Translate this sentence from the mailing-list thread below about an interrupt passthrough patch into Spanish: "So please submit as a proper non-RFC patch."

### Document passage
^^^^^^^^^^^^^^^^

On Tue, Mar 17, 2015 at 09:42:21AM +0100, Sander Eikelenboom wrote:
> 
> Tuesday, March 17, 2015, 9:18:32 AM, you wrote:
> 
> >>>> On 16.03.15 at 18:59, <konrad.w...@oracle.com> wrote:
> >> Hence was wondering if it would just be easier to put
> >> this patch in (see above) - with the benfit that folks have
> >> an faster interrupt passthrough experience and then I work on another
> >> variant of this with tristate cmpxchg and ->mapping atomic counter.
> 
> > Considering how long this issue has been pending I think we really
> > need to get _something_ in (or revert); if this something is the
> > patch in its most recent form, so be it (even if maybe not the
> > simplest of all possible variants). So please submit as a proper non-
> > RFC patch.

^^^^^^^^^^^^^^^^

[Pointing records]
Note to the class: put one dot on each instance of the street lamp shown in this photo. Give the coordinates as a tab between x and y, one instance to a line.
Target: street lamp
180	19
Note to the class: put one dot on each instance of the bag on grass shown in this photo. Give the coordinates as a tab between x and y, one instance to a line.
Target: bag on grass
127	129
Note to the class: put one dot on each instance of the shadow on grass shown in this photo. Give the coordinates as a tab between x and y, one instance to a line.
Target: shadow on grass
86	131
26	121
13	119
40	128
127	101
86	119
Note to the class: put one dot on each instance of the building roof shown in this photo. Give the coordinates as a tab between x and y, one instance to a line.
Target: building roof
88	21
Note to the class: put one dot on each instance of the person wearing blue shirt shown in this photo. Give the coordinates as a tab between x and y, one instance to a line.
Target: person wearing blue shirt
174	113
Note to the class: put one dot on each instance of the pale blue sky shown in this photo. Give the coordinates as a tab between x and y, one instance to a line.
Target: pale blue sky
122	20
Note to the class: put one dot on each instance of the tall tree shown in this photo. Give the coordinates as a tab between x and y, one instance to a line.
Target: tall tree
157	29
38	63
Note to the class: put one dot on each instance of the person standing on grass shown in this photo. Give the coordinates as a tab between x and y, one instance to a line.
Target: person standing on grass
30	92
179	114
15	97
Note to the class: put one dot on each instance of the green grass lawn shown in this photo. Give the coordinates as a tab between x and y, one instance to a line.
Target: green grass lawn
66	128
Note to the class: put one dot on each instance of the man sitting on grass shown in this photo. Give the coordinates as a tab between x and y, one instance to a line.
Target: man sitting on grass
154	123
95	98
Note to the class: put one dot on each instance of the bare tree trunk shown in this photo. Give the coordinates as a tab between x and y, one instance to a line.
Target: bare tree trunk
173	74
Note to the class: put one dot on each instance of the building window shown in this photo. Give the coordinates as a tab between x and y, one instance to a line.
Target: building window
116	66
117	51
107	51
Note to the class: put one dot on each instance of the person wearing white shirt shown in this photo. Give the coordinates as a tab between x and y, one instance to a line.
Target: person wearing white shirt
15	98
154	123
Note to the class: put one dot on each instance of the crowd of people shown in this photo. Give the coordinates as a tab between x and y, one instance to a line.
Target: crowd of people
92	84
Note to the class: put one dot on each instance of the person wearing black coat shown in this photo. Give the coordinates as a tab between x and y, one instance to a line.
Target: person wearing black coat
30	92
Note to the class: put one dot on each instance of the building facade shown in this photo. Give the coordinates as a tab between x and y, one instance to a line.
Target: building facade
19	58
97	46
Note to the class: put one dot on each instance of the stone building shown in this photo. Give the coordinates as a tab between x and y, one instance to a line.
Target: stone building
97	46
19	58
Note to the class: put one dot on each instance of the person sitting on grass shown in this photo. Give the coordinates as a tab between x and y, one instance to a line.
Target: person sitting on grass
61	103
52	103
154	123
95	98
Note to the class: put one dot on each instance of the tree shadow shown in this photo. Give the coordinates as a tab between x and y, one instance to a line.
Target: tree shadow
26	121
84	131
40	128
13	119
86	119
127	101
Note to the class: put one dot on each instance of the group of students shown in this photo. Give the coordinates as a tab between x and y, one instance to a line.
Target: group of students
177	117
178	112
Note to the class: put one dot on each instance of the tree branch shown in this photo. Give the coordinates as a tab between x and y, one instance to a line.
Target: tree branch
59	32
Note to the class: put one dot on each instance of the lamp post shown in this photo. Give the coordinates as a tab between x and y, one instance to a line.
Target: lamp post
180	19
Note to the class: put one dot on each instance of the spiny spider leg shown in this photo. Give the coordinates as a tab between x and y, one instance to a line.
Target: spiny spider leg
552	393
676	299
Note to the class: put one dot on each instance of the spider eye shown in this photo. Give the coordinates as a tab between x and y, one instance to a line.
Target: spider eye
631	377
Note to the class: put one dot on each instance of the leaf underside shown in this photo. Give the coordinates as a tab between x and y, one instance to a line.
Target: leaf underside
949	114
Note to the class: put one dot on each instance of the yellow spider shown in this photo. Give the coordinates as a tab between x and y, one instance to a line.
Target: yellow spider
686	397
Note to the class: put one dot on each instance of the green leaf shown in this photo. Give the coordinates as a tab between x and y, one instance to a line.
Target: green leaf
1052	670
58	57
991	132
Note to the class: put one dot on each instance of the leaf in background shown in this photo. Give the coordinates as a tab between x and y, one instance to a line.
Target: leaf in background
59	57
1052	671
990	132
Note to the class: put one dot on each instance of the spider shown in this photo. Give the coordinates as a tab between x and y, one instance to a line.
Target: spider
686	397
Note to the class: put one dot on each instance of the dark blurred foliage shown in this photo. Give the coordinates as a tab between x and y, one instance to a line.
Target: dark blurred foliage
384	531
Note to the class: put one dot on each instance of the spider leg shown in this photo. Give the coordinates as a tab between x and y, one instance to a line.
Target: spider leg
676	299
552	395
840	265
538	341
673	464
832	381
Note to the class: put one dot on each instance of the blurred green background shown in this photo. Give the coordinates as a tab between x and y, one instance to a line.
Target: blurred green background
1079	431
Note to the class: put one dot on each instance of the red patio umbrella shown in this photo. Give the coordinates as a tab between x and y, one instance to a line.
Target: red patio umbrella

^^^^^^^^^^^^^^^^

### Final result
Así que, por favor, envíalo como un parche formal que no sea RFC.